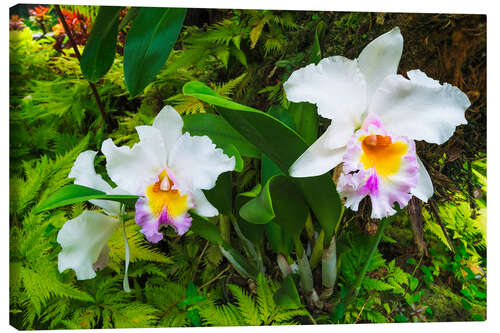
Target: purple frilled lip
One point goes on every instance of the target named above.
(356, 182)
(151, 224)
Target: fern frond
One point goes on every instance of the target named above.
(223, 315)
(227, 89)
(265, 299)
(283, 317)
(246, 306)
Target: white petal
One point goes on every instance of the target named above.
(424, 189)
(132, 169)
(170, 123)
(82, 240)
(337, 87)
(84, 173)
(196, 162)
(202, 206)
(318, 158)
(380, 58)
(420, 108)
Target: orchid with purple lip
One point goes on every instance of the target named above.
(169, 170)
(376, 116)
(166, 168)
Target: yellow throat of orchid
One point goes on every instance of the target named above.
(380, 152)
(161, 195)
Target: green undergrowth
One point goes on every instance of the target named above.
(186, 281)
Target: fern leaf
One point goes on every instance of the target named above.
(246, 306)
(265, 299)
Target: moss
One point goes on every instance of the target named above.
(447, 306)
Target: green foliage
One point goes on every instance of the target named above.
(248, 310)
(244, 57)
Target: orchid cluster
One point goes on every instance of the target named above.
(168, 169)
(376, 116)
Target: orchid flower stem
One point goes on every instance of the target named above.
(126, 286)
(353, 293)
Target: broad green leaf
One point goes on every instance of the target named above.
(281, 144)
(315, 55)
(242, 265)
(205, 229)
(230, 150)
(253, 232)
(219, 131)
(287, 296)
(280, 241)
(305, 118)
(280, 200)
(268, 167)
(73, 193)
(338, 312)
(148, 45)
(131, 14)
(221, 194)
(99, 53)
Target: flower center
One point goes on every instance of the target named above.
(381, 153)
(163, 198)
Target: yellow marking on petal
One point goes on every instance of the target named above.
(172, 200)
(380, 152)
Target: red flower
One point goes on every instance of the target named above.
(16, 23)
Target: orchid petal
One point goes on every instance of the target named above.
(202, 206)
(337, 86)
(196, 162)
(170, 123)
(131, 169)
(424, 189)
(420, 108)
(82, 240)
(380, 58)
(318, 158)
(84, 173)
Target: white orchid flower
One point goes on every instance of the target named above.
(169, 170)
(84, 239)
(376, 116)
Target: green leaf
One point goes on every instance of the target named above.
(315, 55)
(148, 45)
(239, 263)
(305, 118)
(231, 150)
(219, 131)
(73, 193)
(194, 317)
(253, 232)
(280, 241)
(282, 145)
(287, 296)
(411, 261)
(413, 283)
(280, 200)
(221, 194)
(401, 319)
(131, 14)
(338, 312)
(205, 229)
(99, 53)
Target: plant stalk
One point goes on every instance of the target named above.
(77, 53)
(354, 291)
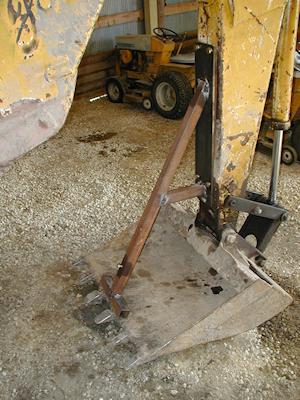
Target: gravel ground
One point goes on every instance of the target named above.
(75, 192)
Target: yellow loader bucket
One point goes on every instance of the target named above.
(42, 43)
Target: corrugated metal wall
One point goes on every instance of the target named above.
(181, 22)
(102, 39)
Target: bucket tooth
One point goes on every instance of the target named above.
(104, 317)
(189, 289)
(94, 297)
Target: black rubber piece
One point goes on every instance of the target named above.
(296, 137)
(183, 90)
(116, 82)
(292, 153)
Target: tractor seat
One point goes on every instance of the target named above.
(187, 58)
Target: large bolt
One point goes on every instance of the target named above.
(284, 217)
(230, 239)
(257, 210)
(232, 203)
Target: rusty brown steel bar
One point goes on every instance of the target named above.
(182, 193)
(151, 211)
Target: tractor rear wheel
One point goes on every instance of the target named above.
(171, 93)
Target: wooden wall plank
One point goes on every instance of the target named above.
(179, 8)
(99, 66)
(119, 18)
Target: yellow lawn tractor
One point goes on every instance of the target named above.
(148, 72)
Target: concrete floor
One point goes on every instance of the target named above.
(72, 194)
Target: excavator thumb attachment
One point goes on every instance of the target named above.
(187, 288)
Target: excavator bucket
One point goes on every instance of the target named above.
(186, 280)
(187, 288)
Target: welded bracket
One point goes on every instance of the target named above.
(263, 220)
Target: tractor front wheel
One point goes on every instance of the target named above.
(171, 93)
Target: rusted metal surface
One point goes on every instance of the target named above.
(42, 42)
(245, 34)
(151, 211)
(184, 193)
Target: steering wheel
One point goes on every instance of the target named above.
(165, 33)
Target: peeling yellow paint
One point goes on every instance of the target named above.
(245, 34)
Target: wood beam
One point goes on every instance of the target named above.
(119, 18)
(179, 8)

-- -- --

## Instructions to follow
Rewrite all the items above with "Place one point on" wherever "One point goes on" appears, keeping everything else the same. Don't include the pictures.

## Solution
Target: purple frilled lip
Place one point on every instance of the target named above.
(356, 182)
(151, 224)
Target: fern frond
Place one point on every instance of the target named above.
(223, 315)
(227, 89)
(265, 299)
(283, 317)
(246, 306)
Target: white petal
Place one point on every instance of the target named above.
(424, 189)
(132, 169)
(170, 123)
(82, 240)
(337, 87)
(84, 173)
(196, 162)
(202, 206)
(318, 158)
(380, 58)
(420, 108)
Target: orchid with purple lip
Place one point on every instance of the target named above.
(169, 170)
(376, 116)
(166, 168)
Target: yellow throat of orchid
Place one point on every instance of the target named above.
(380, 152)
(161, 195)
Target: green undergrowth
Place one point on every instance of the target named above.
(186, 281)
Target: fern leaf
Place one point on every instance of the target named above.
(246, 306)
(265, 299)
Target: moss
Place one point on every instance of the target named above.
(447, 306)
Target: green foliage
Place one point on every instance of the target named above.
(248, 310)
(244, 57)
Target: orchid cluster
Place one point on every instance of the target named above.
(168, 169)
(376, 116)
Target: orchid flower stem
Place one point on every instance of the target named above.
(126, 286)
(353, 293)
Target: broad green leaf
Place one point on every instance of the target named above.
(281, 144)
(315, 55)
(242, 265)
(205, 229)
(230, 150)
(253, 232)
(219, 131)
(287, 296)
(280, 241)
(305, 118)
(280, 200)
(268, 167)
(73, 193)
(338, 312)
(148, 45)
(131, 14)
(221, 194)
(99, 53)
Target: flower center
Place one point on every instance of the target named above.
(381, 153)
(163, 198)
Target: yellow marking on petal
Place one point on every instance of the target named above.
(172, 200)
(380, 152)
Target: red flower
Place one point on every instance of the target named above.
(16, 23)
Target: orchid petal
Place one point on every instance of the target named above.
(202, 206)
(337, 86)
(196, 162)
(170, 123)
(131, 169)
(424, 189)
(420, 108)
(82, 240)
(380, 58)
(318, 158)
(84, 173)
Target: white orchid flower
Place one point on every instance of the target named above.
(169, 170)
(84, 239)
(376, 116)
Target: green leaf
Place one point on every instance of the target named above.
(315, 55)
(148, 45)
(239, 263)
(305, 118)
(231, 150)
(219, 131)
(73, 193)
(194, 317)
(253, 232)
(280, 241)
(282, 145)
(287, 296)
(411, 261)
(413, 283)
(280, 200)
(221, 194)
(401, 319)
(131, 14)
(338, 312)
(205, 229)
(99, 53)
Target: plant stalk
Place one point on every instance of the target named above.
(77, 53)
(354, 291)
Target: gravel ground
Place one point on every instance of the target named above.
(75, 192)
Target: yellow loader bucket
Place one point on every instance of the target named above.
(42, 43)
Target: corrugated metal wall
Place one point on every instance of the target named above.
(181, 22)
(102, 39)
Target: bucket tooth
Place one point on every instance of the target named above.
(104, 317)
(189, 289)
(94, 297)
Target: black rubber piece
Place one point on every instance of the target named above.
(296, 137)
(183, 90)
(116, 82)
(292, 153)
Target: tractor seat
Place one point on every instance of the target named above.
(187, 58)
Target: large bolt
Place one point on every instance of the target named above.
(284, 217)
(230, 239)
(257, 210)
(232, 203)
Target: rusty brown steel bar
Place one point on every instance of the target named above.
(182, 193)
(151, 211)
Target: tractor rear wheel
Place one point on every instance of the target named above.
(171, 93)
Target: wooden wall plank
Place one point on every instance of the target named above.
(179, 8)
(99, 66)
(119, 18)
Target: yellow lawn tractor
Place one point on every instance of the target named above.
(148, 72)
Target: concrete floor
Place one point on every instance of the target named above.
(72, 194)
Target: excavator thumb attachment
Place one point on every instance of the target named above.
(187, 288)
Target: excavator bucket
Place one point on every instance of the target named above.
(186, 280)
(187, 288)
Target: welded bracket
Place one point on every instance of the target named above.
(263, 220)
Target: tractor front wheel
Place one point on every instance of the target named above.
(171, 93)
Target: rusted metal surface
Place one point on every instance of the target named above.
(42, 42)
(245, 34)
(151, 211)
(184, 193)
Target: steering wheel
Place one point on every instance of the target named above.
(165, 33)
Target: peeling yellow paint
Place one point on every instance of the target named above.
(245, 34)
Target: wood beam
Place one point on every instance of the target named above.
(119, 18)
(179, 8)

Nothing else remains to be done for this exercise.